TEXT SECTION: Begin

The UN health watchdog says cholera outbreaks are now larger and deadlier than in previous years
A student receives an oral cholera vaccine from a health worker during the vaccination campaign. © Global Look Press / Keystone Press Agency / Sazzad Hossain
The World Health Organization (WHO) has warned that global stockpiles of cholera vaccines are “empty or extremely low” as outbreaks of the disease increase and mortality rates rise.
“We have no more vaccines. More countries are continuing to request [them] and it’s extremely challenging,” Dr. Philippe Barboza, WHO team lead for cholera and epidemic diarrhoeal diseases, said in Geneva on Friday.
The UN health watchdog official described the situation as “quite unprecedented,” since not only are there more outbreaks, but “these outbreaks are larger and more deadly than the ones we have seen in past years.”

TEXT SECTION: End
SUPPLIED DATA: Begin

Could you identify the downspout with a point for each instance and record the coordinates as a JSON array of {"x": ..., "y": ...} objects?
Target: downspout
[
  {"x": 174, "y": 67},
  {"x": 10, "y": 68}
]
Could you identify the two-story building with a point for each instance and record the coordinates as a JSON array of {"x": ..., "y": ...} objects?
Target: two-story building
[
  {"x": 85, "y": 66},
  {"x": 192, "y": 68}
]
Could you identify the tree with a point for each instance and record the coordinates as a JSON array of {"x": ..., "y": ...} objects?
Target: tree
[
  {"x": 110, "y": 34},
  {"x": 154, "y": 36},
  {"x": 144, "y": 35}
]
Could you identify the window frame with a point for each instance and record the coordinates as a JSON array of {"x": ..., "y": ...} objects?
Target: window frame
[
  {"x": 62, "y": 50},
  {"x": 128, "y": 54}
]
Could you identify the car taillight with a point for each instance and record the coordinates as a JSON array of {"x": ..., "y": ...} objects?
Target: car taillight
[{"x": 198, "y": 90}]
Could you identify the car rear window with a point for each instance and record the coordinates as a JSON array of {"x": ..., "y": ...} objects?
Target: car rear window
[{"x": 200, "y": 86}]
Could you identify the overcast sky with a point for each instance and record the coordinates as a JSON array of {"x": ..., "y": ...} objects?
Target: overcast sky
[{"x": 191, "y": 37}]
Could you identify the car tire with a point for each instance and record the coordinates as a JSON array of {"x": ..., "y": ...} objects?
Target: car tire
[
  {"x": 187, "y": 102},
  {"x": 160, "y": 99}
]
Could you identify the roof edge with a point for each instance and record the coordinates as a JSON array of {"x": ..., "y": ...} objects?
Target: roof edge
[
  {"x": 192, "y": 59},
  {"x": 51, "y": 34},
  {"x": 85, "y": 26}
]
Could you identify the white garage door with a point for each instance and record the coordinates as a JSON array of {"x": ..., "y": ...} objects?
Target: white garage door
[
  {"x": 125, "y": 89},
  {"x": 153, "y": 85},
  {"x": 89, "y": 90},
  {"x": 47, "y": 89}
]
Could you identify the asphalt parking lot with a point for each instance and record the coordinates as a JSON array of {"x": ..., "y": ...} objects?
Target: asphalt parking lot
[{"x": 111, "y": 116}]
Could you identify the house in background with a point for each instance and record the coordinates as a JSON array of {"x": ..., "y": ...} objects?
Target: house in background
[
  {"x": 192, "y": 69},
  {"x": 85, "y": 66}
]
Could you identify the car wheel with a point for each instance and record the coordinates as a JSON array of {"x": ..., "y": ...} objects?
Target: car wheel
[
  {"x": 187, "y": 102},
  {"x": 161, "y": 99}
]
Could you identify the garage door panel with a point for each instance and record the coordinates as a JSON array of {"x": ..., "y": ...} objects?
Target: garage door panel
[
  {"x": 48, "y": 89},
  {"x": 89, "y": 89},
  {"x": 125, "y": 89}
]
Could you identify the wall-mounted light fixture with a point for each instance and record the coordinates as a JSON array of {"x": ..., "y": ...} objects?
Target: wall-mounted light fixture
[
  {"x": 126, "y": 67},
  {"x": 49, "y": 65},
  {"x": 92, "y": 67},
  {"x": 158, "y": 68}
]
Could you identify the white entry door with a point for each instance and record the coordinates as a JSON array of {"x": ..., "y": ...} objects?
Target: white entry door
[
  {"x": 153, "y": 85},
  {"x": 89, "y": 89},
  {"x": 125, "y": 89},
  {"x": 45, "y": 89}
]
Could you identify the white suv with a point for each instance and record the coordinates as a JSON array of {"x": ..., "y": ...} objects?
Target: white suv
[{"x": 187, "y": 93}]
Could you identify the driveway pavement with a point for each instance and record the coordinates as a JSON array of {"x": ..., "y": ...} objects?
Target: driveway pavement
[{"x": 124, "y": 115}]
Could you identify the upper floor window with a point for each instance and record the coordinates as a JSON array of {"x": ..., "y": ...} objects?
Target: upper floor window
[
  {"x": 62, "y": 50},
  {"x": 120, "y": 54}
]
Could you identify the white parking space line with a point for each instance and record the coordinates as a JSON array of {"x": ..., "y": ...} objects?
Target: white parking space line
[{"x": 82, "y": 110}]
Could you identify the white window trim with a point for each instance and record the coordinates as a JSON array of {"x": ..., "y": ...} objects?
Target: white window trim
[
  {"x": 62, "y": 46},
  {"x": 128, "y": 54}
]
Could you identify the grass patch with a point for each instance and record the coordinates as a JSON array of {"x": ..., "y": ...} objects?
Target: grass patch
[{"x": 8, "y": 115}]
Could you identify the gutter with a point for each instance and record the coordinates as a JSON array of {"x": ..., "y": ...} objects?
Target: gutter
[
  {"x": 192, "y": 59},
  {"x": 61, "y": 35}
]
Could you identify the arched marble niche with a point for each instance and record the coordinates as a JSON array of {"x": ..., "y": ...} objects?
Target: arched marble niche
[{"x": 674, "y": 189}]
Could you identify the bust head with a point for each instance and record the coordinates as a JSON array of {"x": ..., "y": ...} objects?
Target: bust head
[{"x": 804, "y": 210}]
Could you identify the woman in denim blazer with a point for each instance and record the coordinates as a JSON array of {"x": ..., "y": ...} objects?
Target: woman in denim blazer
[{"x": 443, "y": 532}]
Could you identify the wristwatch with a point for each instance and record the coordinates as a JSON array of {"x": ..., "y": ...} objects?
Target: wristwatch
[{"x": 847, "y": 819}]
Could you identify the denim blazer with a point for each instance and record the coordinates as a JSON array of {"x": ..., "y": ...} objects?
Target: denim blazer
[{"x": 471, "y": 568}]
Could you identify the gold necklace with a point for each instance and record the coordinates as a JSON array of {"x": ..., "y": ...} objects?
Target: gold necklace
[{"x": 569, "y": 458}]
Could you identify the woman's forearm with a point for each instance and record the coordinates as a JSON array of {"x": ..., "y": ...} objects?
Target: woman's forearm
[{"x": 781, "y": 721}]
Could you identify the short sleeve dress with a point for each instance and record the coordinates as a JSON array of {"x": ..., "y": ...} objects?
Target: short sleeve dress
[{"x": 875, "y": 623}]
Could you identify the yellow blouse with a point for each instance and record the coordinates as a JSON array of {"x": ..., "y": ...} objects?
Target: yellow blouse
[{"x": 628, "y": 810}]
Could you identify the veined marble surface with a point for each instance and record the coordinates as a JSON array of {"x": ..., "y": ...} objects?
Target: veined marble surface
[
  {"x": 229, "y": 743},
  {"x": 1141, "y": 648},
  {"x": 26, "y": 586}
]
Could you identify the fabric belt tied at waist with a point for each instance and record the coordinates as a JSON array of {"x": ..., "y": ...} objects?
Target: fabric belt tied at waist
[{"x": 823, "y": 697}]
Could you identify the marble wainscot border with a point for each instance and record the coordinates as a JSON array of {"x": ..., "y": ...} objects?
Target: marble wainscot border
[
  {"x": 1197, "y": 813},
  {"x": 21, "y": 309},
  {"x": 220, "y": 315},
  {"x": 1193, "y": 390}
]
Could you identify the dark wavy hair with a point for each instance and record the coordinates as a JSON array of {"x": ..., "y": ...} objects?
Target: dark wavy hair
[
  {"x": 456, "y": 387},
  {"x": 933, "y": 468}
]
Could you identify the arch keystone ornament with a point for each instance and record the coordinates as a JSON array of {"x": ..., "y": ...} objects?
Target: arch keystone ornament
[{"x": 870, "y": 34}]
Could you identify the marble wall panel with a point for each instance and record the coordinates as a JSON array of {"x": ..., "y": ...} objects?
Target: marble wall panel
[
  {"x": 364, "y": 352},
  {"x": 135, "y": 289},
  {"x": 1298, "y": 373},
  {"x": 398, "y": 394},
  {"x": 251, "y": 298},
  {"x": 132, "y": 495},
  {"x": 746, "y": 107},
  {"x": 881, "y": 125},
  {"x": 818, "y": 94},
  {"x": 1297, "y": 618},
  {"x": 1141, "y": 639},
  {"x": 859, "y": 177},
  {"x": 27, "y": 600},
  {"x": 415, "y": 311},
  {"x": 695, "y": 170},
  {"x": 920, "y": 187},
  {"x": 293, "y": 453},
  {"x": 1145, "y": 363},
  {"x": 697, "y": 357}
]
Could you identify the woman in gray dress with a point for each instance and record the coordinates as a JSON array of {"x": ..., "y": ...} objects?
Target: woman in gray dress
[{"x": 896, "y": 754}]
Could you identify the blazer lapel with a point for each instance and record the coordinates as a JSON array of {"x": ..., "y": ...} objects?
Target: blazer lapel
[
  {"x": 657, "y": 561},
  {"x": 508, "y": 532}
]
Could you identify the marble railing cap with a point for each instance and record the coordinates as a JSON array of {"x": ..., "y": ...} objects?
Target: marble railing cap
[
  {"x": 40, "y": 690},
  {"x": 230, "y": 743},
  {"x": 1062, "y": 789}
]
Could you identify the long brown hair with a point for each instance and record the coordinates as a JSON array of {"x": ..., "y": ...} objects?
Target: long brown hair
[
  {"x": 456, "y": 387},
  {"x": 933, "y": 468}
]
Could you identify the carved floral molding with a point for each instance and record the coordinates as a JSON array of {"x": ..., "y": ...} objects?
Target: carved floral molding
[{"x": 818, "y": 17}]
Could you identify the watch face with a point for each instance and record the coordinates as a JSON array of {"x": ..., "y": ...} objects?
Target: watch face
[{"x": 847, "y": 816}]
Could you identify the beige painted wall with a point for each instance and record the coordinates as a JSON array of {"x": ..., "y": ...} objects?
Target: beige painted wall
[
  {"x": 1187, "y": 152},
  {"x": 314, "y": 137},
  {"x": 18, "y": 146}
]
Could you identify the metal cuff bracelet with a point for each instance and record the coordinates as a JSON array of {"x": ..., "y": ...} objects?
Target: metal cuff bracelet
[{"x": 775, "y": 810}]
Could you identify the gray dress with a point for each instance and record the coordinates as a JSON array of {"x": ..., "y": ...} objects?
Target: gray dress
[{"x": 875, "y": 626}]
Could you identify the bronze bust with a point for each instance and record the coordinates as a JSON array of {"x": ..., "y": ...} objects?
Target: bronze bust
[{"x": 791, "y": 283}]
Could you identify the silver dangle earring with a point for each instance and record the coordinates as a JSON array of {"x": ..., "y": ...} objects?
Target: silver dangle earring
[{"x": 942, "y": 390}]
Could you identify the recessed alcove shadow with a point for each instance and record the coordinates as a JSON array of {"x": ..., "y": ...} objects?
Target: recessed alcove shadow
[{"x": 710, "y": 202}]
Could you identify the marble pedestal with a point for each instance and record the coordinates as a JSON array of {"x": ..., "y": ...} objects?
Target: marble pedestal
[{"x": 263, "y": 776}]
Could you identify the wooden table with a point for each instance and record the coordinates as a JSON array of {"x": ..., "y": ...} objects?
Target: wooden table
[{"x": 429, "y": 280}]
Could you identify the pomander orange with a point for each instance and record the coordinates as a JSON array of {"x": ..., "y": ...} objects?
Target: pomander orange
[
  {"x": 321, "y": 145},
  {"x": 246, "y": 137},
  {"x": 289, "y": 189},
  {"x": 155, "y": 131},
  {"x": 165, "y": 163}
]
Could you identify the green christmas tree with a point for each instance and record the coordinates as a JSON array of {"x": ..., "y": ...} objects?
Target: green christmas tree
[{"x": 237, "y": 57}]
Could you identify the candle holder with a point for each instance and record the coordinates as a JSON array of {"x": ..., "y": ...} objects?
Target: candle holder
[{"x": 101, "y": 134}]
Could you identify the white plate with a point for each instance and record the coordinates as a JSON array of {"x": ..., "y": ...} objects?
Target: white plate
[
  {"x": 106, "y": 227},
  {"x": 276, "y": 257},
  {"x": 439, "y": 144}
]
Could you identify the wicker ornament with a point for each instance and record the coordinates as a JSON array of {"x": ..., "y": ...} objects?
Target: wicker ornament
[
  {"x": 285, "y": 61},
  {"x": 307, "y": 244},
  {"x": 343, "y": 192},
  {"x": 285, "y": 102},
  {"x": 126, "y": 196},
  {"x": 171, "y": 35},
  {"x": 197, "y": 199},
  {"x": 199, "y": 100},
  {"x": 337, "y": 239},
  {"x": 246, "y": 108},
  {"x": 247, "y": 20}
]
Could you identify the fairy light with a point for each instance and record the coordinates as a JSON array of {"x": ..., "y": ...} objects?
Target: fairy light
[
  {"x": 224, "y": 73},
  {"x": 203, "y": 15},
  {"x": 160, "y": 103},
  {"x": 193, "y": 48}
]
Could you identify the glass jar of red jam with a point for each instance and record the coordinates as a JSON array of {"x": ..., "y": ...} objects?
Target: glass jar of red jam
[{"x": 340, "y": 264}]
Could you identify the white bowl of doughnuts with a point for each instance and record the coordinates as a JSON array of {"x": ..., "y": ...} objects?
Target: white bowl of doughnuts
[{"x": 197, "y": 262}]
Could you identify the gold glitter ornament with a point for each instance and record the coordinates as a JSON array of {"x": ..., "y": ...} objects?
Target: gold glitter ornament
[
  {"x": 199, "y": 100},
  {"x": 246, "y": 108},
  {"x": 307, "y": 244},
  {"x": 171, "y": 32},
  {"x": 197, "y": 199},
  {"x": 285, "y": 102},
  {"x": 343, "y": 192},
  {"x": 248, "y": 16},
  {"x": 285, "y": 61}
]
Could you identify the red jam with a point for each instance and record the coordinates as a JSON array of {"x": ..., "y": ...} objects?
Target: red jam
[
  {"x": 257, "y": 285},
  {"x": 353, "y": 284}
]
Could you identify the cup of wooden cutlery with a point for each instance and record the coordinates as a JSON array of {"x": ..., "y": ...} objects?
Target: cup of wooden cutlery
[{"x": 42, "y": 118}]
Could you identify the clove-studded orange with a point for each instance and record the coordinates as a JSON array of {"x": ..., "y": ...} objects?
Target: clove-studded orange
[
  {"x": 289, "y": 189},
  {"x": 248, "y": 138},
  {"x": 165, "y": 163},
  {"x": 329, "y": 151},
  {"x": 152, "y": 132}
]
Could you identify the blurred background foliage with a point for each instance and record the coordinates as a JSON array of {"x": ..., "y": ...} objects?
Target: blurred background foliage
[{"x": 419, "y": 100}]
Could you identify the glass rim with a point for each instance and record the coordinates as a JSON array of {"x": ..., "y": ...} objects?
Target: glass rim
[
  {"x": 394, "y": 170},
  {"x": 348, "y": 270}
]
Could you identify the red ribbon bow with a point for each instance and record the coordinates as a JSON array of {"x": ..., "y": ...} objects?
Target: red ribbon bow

SUPPLIED DATA: End

BRIEF A: According to the cholera vaccine article, what position does Dr. Philippe Barboza hold?
BRIEF B: Continue the article on cholera vaccine shortages from its last sentence.

EXPECTED ANSWER A: WHO team lead for cholera and epidemic diarrhoeal diseases

EXPECTED ANSWER B:
According to the WHO, there has been an increase in cholera cases globally since 2021, when 23 countries were affected. The trend has continued this year, with 29 countries reporting cases and outbreaks of the disease.
The WHO pointed out that, while cholera is preventable, a shortage of vaccines persists. It said that the sole producers, South Korea and India, were already at “maximum production” of 36 million shots per year. A South African manufacturer is planning to start production but the initiative will take “a few years” to materialize, Barboza said.